Using the listing below, retype only the lines from the line with "Where can you find the white spotlight?" through the end, both ends included, and exclude the pictures.

--- begin Records provided ---

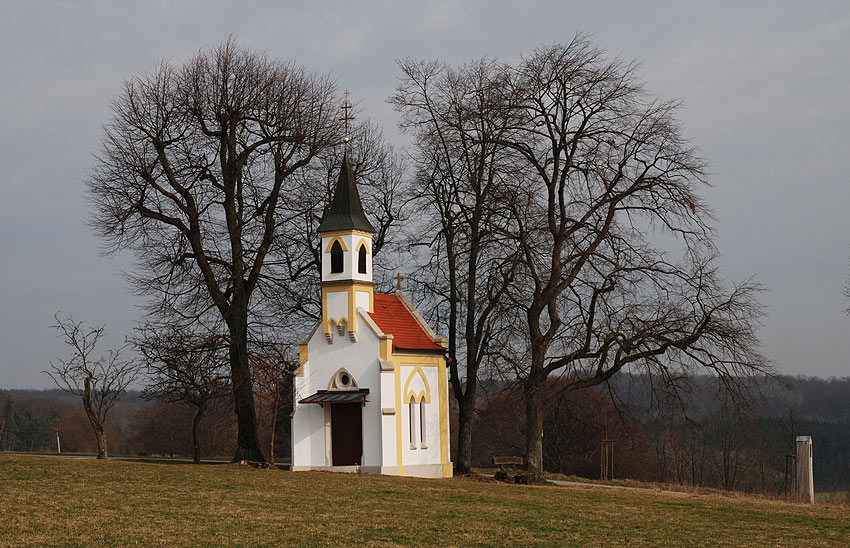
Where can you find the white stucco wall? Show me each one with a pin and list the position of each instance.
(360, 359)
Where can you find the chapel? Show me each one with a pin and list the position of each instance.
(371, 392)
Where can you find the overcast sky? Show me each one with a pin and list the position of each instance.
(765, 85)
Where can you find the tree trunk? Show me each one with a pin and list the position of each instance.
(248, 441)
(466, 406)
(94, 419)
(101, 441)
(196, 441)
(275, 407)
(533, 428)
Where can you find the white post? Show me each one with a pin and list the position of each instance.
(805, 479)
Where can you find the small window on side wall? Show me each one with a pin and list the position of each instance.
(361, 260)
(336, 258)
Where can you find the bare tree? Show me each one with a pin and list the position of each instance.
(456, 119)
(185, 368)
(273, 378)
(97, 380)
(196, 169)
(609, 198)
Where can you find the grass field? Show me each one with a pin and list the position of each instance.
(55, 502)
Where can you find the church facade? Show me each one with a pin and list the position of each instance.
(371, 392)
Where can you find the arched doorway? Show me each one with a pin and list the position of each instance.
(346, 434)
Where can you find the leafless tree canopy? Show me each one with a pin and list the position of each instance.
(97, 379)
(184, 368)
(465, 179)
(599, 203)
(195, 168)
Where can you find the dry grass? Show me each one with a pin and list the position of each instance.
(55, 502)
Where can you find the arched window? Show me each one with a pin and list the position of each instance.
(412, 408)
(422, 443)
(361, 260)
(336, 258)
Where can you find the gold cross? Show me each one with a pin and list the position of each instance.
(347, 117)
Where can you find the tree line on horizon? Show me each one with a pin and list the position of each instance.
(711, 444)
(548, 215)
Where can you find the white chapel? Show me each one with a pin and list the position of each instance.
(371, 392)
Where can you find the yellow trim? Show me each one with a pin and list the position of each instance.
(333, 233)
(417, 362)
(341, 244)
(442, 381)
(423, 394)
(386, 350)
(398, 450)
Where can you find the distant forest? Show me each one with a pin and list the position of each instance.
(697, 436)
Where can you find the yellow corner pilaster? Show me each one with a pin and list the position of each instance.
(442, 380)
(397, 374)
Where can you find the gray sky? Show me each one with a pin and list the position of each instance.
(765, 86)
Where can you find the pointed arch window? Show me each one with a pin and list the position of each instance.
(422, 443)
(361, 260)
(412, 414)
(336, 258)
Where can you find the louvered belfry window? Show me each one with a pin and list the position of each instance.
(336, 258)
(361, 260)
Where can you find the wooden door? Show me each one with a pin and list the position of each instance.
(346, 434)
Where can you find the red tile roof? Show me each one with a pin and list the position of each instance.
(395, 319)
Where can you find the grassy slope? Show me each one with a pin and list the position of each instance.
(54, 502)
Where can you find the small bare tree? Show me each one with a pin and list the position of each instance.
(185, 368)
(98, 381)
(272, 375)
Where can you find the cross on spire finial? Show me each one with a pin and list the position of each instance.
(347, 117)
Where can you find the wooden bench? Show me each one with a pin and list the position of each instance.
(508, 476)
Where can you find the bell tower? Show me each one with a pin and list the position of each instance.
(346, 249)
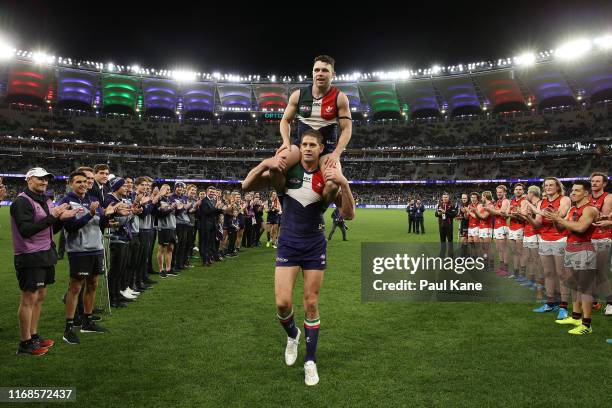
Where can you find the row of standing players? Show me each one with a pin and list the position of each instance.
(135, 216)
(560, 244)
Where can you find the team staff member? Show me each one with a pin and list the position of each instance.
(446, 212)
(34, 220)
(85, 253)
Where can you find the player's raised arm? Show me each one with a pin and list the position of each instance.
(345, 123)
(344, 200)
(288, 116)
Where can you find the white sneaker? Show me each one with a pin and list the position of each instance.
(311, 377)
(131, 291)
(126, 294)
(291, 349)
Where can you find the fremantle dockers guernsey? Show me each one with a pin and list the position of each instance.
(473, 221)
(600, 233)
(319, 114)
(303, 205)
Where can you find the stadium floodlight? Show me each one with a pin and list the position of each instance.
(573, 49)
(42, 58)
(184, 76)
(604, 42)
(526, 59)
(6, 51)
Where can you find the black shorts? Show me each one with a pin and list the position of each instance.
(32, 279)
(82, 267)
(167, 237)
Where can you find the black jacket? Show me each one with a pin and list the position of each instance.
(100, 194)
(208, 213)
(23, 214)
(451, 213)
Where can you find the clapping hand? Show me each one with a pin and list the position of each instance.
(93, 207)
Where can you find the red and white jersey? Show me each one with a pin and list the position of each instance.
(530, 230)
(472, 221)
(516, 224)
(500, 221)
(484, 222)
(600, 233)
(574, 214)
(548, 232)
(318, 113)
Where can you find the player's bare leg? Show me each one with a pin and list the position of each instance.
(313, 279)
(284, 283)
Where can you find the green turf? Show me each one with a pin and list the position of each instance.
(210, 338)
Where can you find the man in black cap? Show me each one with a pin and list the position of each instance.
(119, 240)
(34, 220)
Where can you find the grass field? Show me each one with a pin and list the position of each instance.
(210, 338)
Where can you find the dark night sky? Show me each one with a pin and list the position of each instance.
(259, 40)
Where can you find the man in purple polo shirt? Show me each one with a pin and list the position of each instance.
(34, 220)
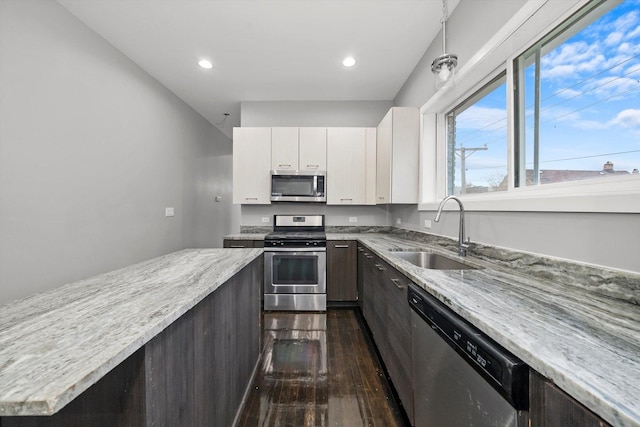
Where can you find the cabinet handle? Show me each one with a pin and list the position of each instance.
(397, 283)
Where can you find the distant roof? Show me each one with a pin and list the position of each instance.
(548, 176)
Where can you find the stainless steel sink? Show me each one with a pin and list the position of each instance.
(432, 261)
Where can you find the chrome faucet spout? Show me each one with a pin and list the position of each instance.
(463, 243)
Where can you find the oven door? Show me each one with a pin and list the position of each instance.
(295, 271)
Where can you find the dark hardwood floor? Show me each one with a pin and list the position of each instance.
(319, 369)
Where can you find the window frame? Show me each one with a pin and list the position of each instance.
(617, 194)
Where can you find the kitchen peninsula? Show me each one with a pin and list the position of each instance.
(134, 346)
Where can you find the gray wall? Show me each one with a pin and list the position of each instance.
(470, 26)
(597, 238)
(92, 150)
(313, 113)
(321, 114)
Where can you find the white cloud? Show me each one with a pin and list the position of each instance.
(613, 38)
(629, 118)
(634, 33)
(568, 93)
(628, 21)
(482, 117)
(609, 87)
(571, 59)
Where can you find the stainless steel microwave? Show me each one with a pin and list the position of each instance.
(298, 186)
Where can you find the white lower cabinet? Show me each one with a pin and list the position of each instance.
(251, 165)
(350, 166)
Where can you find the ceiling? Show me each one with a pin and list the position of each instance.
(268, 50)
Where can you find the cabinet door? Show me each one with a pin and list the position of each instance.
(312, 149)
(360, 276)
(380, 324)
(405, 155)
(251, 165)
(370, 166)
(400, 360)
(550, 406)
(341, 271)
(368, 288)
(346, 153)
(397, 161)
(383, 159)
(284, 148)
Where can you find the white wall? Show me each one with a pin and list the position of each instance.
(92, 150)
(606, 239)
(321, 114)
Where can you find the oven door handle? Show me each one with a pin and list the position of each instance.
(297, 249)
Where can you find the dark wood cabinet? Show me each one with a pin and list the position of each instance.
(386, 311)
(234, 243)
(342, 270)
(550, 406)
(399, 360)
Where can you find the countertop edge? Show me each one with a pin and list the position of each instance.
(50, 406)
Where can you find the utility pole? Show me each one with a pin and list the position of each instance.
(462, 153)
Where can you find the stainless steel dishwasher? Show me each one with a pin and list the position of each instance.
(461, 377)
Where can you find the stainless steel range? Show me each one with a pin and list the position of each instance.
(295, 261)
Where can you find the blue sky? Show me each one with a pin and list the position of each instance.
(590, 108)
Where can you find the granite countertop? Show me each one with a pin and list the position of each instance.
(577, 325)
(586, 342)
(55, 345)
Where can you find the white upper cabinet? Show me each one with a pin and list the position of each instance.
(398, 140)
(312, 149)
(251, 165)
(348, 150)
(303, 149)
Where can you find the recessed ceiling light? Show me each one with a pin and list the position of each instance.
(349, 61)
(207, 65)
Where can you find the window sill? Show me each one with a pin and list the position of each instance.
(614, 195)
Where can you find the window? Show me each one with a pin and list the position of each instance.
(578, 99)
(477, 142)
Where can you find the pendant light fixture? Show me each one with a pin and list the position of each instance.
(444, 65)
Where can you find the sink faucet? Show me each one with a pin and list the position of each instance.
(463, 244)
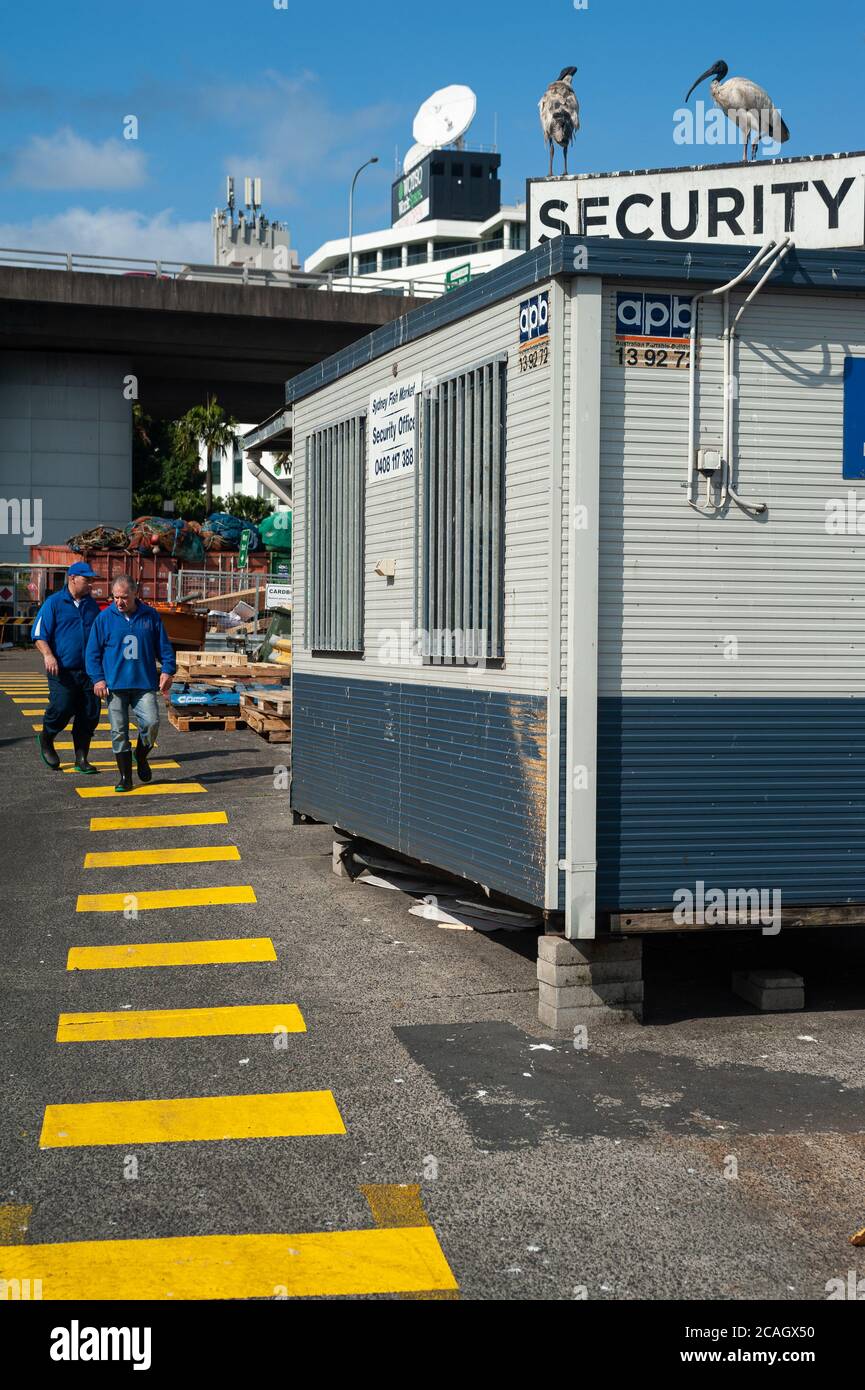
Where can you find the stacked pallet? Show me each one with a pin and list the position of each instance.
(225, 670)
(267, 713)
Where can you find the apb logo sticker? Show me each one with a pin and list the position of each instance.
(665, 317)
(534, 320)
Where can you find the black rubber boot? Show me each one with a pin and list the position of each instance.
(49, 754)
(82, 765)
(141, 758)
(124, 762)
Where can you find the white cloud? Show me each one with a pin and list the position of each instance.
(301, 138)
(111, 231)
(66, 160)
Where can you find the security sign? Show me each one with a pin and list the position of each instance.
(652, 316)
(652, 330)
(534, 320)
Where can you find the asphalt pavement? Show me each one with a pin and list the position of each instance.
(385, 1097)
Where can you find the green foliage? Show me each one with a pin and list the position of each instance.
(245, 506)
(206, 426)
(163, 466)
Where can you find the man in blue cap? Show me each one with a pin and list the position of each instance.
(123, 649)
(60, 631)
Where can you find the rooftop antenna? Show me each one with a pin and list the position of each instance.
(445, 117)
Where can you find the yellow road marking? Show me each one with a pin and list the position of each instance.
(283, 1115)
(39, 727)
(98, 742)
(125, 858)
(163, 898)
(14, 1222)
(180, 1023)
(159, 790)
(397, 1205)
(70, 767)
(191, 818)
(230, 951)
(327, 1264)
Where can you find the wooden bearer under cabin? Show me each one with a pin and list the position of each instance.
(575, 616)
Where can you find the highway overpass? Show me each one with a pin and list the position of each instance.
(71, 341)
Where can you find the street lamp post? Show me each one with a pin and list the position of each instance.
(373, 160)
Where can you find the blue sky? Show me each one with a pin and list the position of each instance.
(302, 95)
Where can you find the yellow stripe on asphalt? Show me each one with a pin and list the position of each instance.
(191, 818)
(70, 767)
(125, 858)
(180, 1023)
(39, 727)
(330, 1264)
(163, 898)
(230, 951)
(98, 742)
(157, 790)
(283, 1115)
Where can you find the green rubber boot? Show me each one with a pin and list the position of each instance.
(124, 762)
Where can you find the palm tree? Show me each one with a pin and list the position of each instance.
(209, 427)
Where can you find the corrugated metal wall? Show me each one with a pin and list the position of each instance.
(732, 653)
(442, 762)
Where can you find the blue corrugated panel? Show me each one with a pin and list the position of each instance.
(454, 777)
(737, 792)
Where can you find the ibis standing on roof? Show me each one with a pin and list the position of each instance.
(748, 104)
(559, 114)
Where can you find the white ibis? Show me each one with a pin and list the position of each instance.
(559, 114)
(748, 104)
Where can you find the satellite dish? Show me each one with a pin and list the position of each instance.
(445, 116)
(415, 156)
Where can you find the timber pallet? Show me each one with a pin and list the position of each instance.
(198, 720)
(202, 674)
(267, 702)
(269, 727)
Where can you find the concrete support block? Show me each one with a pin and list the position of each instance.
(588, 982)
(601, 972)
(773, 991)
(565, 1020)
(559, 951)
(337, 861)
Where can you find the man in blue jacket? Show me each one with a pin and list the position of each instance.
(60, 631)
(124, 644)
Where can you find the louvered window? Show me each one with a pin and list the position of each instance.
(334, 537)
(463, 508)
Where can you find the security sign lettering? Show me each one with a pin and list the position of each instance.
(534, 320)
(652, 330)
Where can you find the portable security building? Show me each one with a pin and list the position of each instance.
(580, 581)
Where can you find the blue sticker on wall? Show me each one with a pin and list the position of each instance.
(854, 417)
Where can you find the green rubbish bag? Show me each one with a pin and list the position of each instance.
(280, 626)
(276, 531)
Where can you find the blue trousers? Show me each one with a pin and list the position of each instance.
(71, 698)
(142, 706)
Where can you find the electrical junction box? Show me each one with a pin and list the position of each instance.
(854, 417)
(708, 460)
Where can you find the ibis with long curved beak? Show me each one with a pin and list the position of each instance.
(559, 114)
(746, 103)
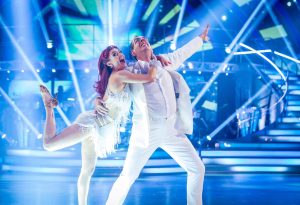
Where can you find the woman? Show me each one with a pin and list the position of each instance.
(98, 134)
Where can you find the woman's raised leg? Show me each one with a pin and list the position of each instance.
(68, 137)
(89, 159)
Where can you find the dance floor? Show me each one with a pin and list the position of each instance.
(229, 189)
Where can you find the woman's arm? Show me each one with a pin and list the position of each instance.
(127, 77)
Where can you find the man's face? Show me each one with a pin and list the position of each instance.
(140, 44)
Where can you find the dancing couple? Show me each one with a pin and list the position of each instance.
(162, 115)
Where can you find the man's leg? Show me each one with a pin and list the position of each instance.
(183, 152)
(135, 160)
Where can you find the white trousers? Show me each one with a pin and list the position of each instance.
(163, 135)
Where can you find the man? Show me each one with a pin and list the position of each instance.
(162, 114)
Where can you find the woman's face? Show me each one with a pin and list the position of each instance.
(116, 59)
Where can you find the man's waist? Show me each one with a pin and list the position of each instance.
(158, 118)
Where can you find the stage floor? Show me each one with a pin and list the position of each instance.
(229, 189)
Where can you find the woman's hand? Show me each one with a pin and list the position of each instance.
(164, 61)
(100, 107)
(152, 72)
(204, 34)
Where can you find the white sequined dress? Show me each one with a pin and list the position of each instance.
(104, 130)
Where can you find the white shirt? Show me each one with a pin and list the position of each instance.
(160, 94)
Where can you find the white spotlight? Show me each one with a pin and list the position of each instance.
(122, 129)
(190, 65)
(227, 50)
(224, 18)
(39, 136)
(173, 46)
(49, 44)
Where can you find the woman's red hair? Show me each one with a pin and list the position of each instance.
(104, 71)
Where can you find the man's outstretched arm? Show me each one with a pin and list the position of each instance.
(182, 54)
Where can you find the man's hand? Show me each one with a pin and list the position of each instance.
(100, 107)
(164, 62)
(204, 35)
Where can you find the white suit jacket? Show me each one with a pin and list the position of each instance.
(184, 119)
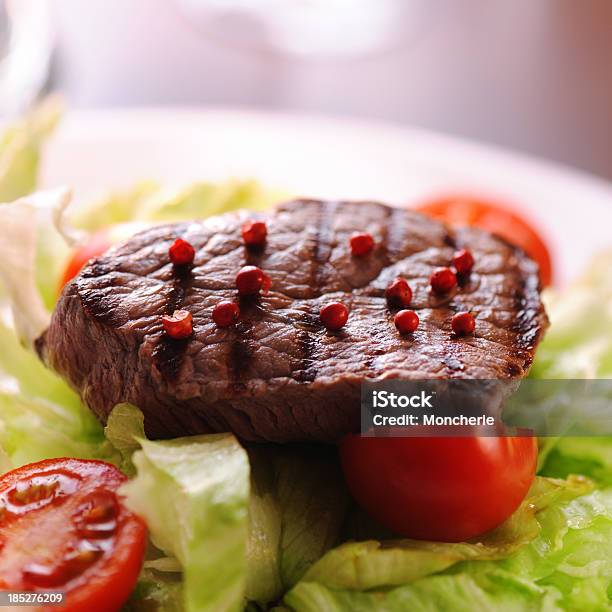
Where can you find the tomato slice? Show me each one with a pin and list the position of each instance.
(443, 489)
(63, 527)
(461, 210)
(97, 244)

--- end Records provided ---

Solution for this problem:
Where can you find the white spotlight? Show me each one with a pin and list the position of each instance.
(122, 129)
(190, 65)
(227, 50)
(224, 18)
(39, 136)
(173, 46)
(49, 44)
Where can you find the woman's red hair? Show me each one with a pin and list the position of each instance.
(104, 71)
Where can you find the man's outstretched arm? Show me each one with a pin and list the position of each instance.
(182, 54)
Where can you find the man's hand? Show me each one with a pin and list the position of each instance.
(100, 107)
(164, 62)
(204, 35)
Where can you find the white suit jacket? Show me each one with a pin and list the position of each instance.
(184, 119)
Where can you find the tomato slice? Show me each one with a pin and list the position of each instance.
(443, 489)
(63, 527)
(461, 210)
(97, 244)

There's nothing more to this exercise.